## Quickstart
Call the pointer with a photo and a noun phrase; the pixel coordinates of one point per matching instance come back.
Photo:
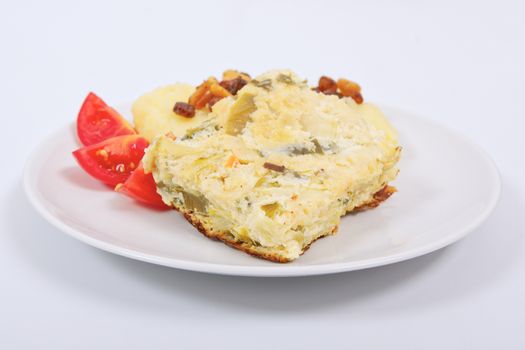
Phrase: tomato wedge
(113, 160)
(97, 122)
(142, 187)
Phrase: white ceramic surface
(447, 187)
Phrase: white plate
(447, 187)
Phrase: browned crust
(378, 198)
(263, 252)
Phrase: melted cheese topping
(227, 169)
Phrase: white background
(459, 62)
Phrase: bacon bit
(233, 85)
(201, 103)
(184, 109)
(327, 85)
(232, 74)
(199, 92)
(351, 89)
(232, 160)
(219, 91)
(213, 101)
(274, 167)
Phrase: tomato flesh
(141, 187)
(113, 160)
(97, 122)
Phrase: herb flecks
(265, 84)
(274, 167)
(285, 79)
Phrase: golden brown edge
(262, 252)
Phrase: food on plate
(113, 152)
(267, 165)
(141, 187)
(153, 112)
(113, 160)
(97, 122)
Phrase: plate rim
(277, 270)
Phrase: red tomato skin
(112, 161)
(142, 187)
(97, 122)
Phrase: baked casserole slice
(274, 167)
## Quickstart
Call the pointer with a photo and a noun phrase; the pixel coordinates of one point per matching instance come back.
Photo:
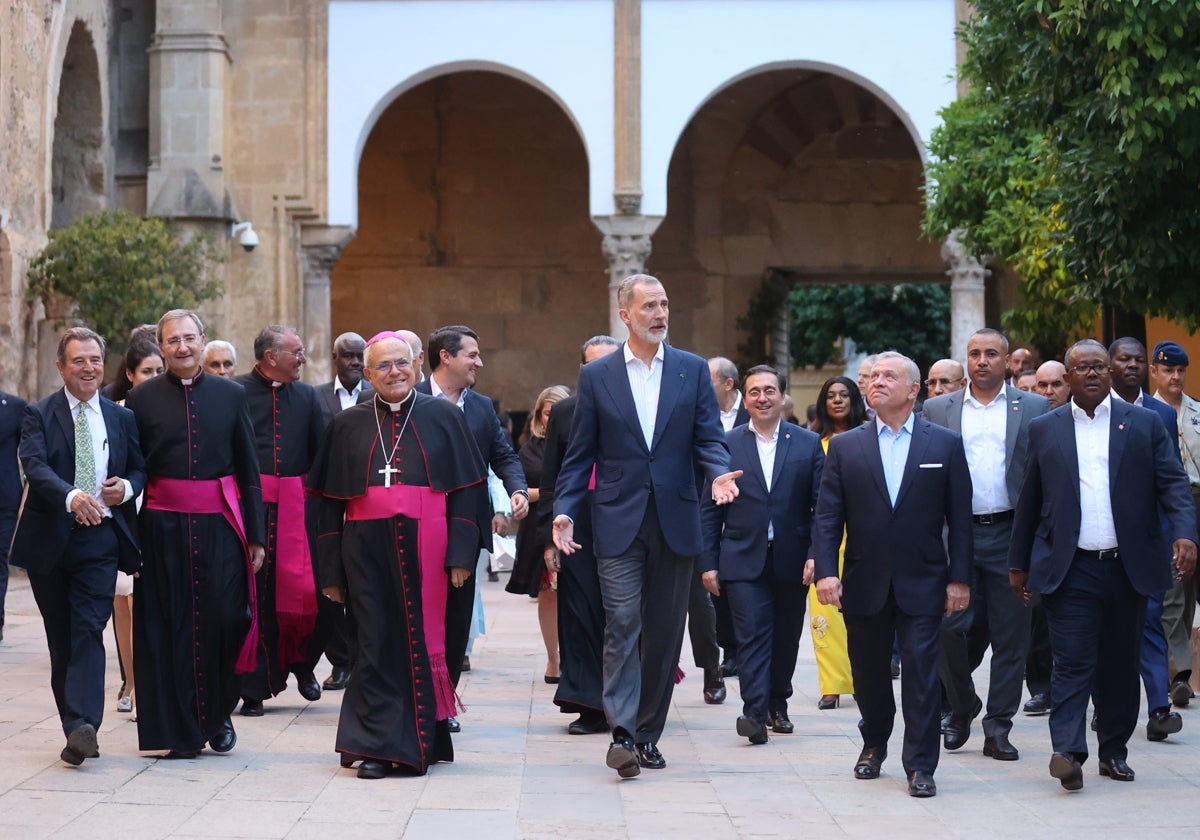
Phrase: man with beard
(288, 427)
(401, 492)
(202, 543)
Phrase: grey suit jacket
(947, 411)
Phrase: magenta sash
(213, 496)
(295, 588)
(429, 508)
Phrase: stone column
(969, 280)
(627, 244)
(322, 246)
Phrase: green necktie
(85, 457)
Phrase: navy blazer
(736, 534)
(606, 433)
(47, 454)
(1145, 477)
(947, 411)
(895, 547)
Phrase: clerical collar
(396, 406)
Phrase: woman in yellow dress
(840, 408)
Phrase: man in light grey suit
(994, 420)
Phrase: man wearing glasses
(1095, 557)
(202, 543)
(288, 427)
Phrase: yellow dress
(829, 634)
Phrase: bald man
(946, 376)
(1051, 383)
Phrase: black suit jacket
(1145, 477)
(736, 534)
(329, 402)
(47, 454)
(900, 547)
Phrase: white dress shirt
(984, 433)
(767, 445)
(347, 396)
(646, 383)
(99, 449)
(1096, 528)
(894, 451)
(730, 417)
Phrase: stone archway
(798, 169)
(473, 209)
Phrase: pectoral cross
(387, 473)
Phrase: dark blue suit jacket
(606, 433)
(736, 534)
(1145, 477)
(47, 454)
(898, 547)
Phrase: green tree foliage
(911, 318)
(1074, 157)
(121, 271)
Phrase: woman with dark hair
(529, 574)
(839, 408)
(143, 361)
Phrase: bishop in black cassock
(401, 490)
(199, 527)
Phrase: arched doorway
(473, 209)
(799, 171)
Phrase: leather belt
(1102, 555)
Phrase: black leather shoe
(958, 732)
(870, 760)
(307, 685)
(225, 739)
(1037, 705)
(336, 679)
(370, 768)
(1163, 723)
(780, 723)
(714, 687)
(751, 729)
(649, 757)
(1116, 769)
(623, 759)
(588, 724)
(999, 748)
(81, 744)
(921, 785)
(1067, 771)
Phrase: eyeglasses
(174, 343)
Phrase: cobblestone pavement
(517, 773)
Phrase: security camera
(246, 237)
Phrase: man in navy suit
(894, 485)
(755, 550)
(455, 361)
(12, 409)
(645, 425)
(994, 420)
(1129, 366)
(84, 466)
(1095, 557)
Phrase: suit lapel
(670, 387)
(616, 381)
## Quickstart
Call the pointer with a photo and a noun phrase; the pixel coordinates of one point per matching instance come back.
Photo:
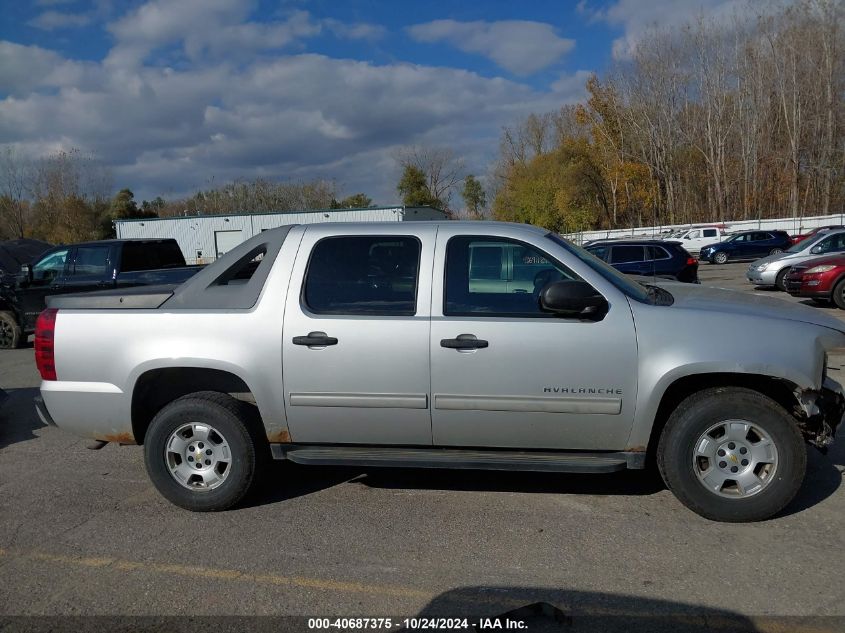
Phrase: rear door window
(90, 261)
(151, 255)
(626, 254)
(598, 251)
(363, 275)
(526, 270)
(657, 252)
(49, 268)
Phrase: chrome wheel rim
(735, 459)
(198, 457)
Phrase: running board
(452, 458)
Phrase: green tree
(151, 209)
(123, 205)
(355, 201)
(413, 187)
(562, 191)
(474, 197)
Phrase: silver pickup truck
(469, 345)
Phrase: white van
(695, 239)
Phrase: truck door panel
(505, 375)
(355, 349)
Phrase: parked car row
(652, 258)
(813, 267)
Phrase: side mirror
(576, 299)
(24, 276)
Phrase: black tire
(720, 258)
(838, 294)
(10, 331)
(694, 416)
(235, 421)
(780, 279)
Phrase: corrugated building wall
(203, 238)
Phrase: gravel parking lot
(83, 532)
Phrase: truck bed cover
(138, 297)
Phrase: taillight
(45, 331)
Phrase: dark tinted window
(48, 268)
(598, 251)
(834, 243)
(363, 275)
(657, 252)
(625, 254)
(91, 261)
(486, 261)
(151, 255)
(524, 272)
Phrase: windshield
(624, 283)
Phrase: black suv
(651, 258)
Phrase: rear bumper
(761, 278)
(43, 413)
(93, 410)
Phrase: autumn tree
(440, 167)
(474, 197)
(355, 201)
(414, 189)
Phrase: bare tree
(443, 169)
(15, 172)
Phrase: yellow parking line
(217, 574)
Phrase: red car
(804, 236)
(821, 280)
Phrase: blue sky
(175, 95)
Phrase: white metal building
(203, 238)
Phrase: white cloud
(52, 20)
(218, 29)
(519, 46)
(169, 129)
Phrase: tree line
(715, 121)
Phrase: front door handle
(464, 341)
(315, 339)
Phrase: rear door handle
(315, 339)
(464, 341)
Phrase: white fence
(793, 226)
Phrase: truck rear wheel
(202, 453)
(732, 454)
(10, 331)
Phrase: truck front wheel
(732, 454)
(201, 451)
(10, 331)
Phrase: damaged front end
(820, 412)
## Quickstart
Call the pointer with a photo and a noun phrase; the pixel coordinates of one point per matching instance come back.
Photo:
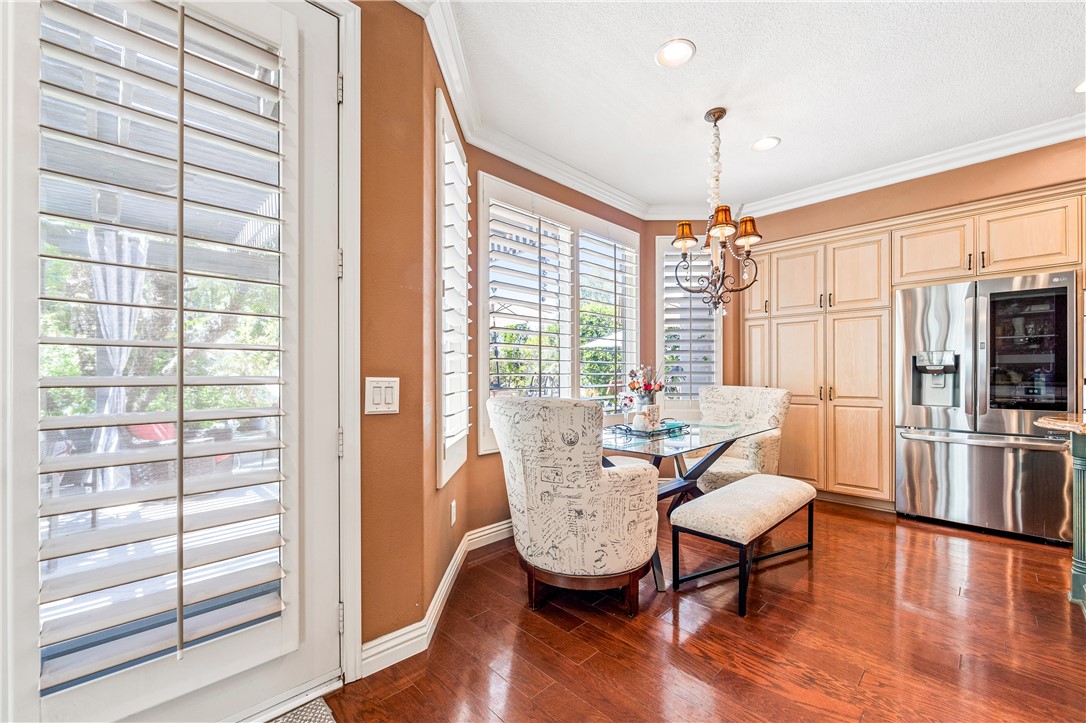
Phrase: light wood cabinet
(858, 425)
(857, 273)
(797, 355)
(934, 251)
(1028, 237)
(756, 299)
(756, 371)
(796, 281)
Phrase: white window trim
(684, 409)
(451, 459)
(15, 50)
(493, 188)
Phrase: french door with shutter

■ Task to carry out: Reproduce every item above verbatim, character for character, and omit the pictures from your output.

■ Exercise response:
## Quickstart
Call the pointer with a photo and a noun phrase; the pixel coordinates of one point per matching instance come back.
Photo:
Phrase: tomato wedge
(113, 160)
(97, 122)
(142, 187)
Phrase: white ceramic surface
(447, 187)
Phrase: white plate
(447, 187)
Phrase: browned crust
(378, 198)
(263, 252)
Phrase: melted cheese topping
(227, 169)
Phrase: white background
(459, 62)
Phrase: bacon bit
(233, 85)
(201, 103)
(184, 109)
(327, 85)
(232, 74)
(199, 92)
(351, 89)
(232, 160)
(219, 91)
(213, 101)
(274, 167)
Phrase: tomato flesh
(141, 187)
(113, 160)
(97, 122)
Phrase: herb flecks
(265, 84)
(274, 167)
(285, 79)
Phrase: golden brown edge
(262, 252)
Phrase: food on plate
(113, 152)
(267, 165)
(141, 187)
(153, 112)
(113, 160)
(97, 122)
Phrase: plate rim
(277, 270)
Phrase: red tomato skin
(112, 161)
(142, 187)
(97, 122)
Phrase: baked casserole slice
(274, 167)
## Quickstart
Call the pointer with a photo and a noun phrase; the pixel coordinates of one point per matching instance come back.
Photo:
Phrase: man with beard
(288, 427)
(401, 492)
(202, 543)
Phrase: grey suit jacket
(947, 411)
Phrase: magenta sash
(213, 496)
(295, 588)
(429, 508)
Phrase: stone column
(969, 280)
(627, 244)
(322, 246)
Phrase: green necktie
(85, 457)
Phrase: navy blazer
(736, 534)
(606, 433)
(47, 454)
(1145, 477)
(947, 411)
(895, 547)
Phrase: clerical collar
(396, 406)
Phrase: woman in yellow dress
(840, 408)
Phrase: man in light grey suit
(994, 420)
Phrase: man wearing glasses
(1095, 557)
(202, 543)
(288, 427)
Phrase: yellow dress
(829, 634)
Phrase: bald man
(946, 376)
(1051, 383)
Phrase: black suit jacket
(1145, 477)
(736, 534)
(329, 402)
(47, 454)
(900, 547)
Phrase: white dress shirt
(984, 433)
(767, 445)
(347, 396)
(646, 383)
(99, 449)
(1096, 528)
(894, 451)
(730, 417)
Phrase: stone archway
(798, 169)
(473, 209)
Phrase: pectoral cross
(387, 473)
Phrase: dark blue suit jacket
(606, 433)
(736, 534)
(1145, 477)
(47, 454)
(898, 547)
Phrase: green tree foliage
(911, 318)
(1074, 157)
(121, 271)
Phrase: woman with dark hair
(529, 574)
(839, 408)
(143, 361)
Phrase: bishop in black cassock
(401, 490)
(199, 527)
Phrase: arched doorway
(473, 209)
(799, 171)
Phrase: leather belt
(1102, 555)
Phrase: black leather shoe
(958, 732)
(870, 760)
(307, 685)
(225, 739)
(1037, 705)
(336, 679)
(370, 768)
(1163, 723)
(780, 723)
(714, 687)
(751, 729)
(649, 757)
(1116, 769)
(623, 759)
(588, 724)
(999, 748)
(81, 744)
(921, 785)
(1067, 771)
Phrase: eyeglasses
(174, 343)
Phrase: cobblestone pavement
(517, 773)
Phrase: security camera
(246, 237)
Phrase: man in navy suit
(894, 485)
(755, 550)
(455, 361)
(12, 409)
(645, 425)
(994, 420)
(1129, 366)
(84, 466)
(1095, 557)
Phrase: suit lapel
(670, 387)
(616, 381)
## Quickstart
Call the pointer with a photo and a noun phrase; the pixel coordinates of one point per matching instance come back.
Photo:
Phrase: rear door window
(90, 261)
(151, 255)
(626, 254)
(598, 251)
(363, 275)
(526, 270)
(657, 252)
(49, 268)
Phrase: chrome wheel rim
(735, 459)
(198, 457)
Phrase: running board
(452, 458)
Phrase: green tree
(151, 209)
(123, 205)
(355, 201)
(413, 187)
(562, 191)
(474, 197)
Phrase: silver pickup truck
(469, 345)
Phrase: white van
(695, 239)
Phrase: truck door panel
(505, 375)
(355, 349)
Phrase: parked car row
(652, 258)
(813, 267)
Phrase: side mirror
(576, 299)
(24, 276)
Phrase: black tire
(720, 258)
(838, 294)
(10, 331)
(694, 416)
(235, 421)
(780, 279)
Phrase: corrugated building wall
(203, 238)
Phrase: gravel parking lot
(83, 532)
Phrase: truck bed cover
(138, 297)
Phrase: taillight
(45, 331)
Phrase: dark tinted window
(48, 268)
(598, 251)
(834, 243)
(363, 275)
(657, 252)
(625, 254)
(91, 261)
(486, 261)
(151, 255)
(524, 272)
Phrase: windshield
(624, 283)
Phrase: black suv
(651, 258)
Phrase: rear bumper
(761, 278)
(43, 413)
(93, 410)
Phrase: autumn tree
(440, 167)
(474, 197)
(355, 201)
(414, 189)
Phrase: bare tree
(443, 169)
(15, 172)
Phrase: yellow parking line
(217, 574)
Phrase: red car
(804, 236)
(821, 280)
Phrase: blue sky
(175, 95)
Phrase: white metal building
(203, 238)
Phrase: white cloud
(52, 20)
(218, 29)
(519, 46)
(169, 129)
Phrase: tree line
(715, 121)
Phrase: front door handle
(464, 341)
(315, 339)
Phrase: rear door handle
(315, 339)
(464, 341)
Phrase: white fence
(793, 226)
Phrase: truck rear wheel
(202, 453)
(732, 454)
(10, 331)
Phrase: truck front wheel
(732, 454)
(201, 451)
(10, 331)
Phrase: damaged front end
(820, 412)
## Quickstart
Call the pointer with a photo and a noun phrase; the pixel coordinates of one point per matching instance come back.
Photo:
Phrase: light wood cabinet
(858, 425)
(857, 273)
(797, 355)
(934, 251)
(1028, 237)
(756, 299)
(756, 371)
(796, 281)
Phrase: white window trim
(684, 409)
(451, 459)
(15, 50)
(493, 188)
Phrase: french door with shutter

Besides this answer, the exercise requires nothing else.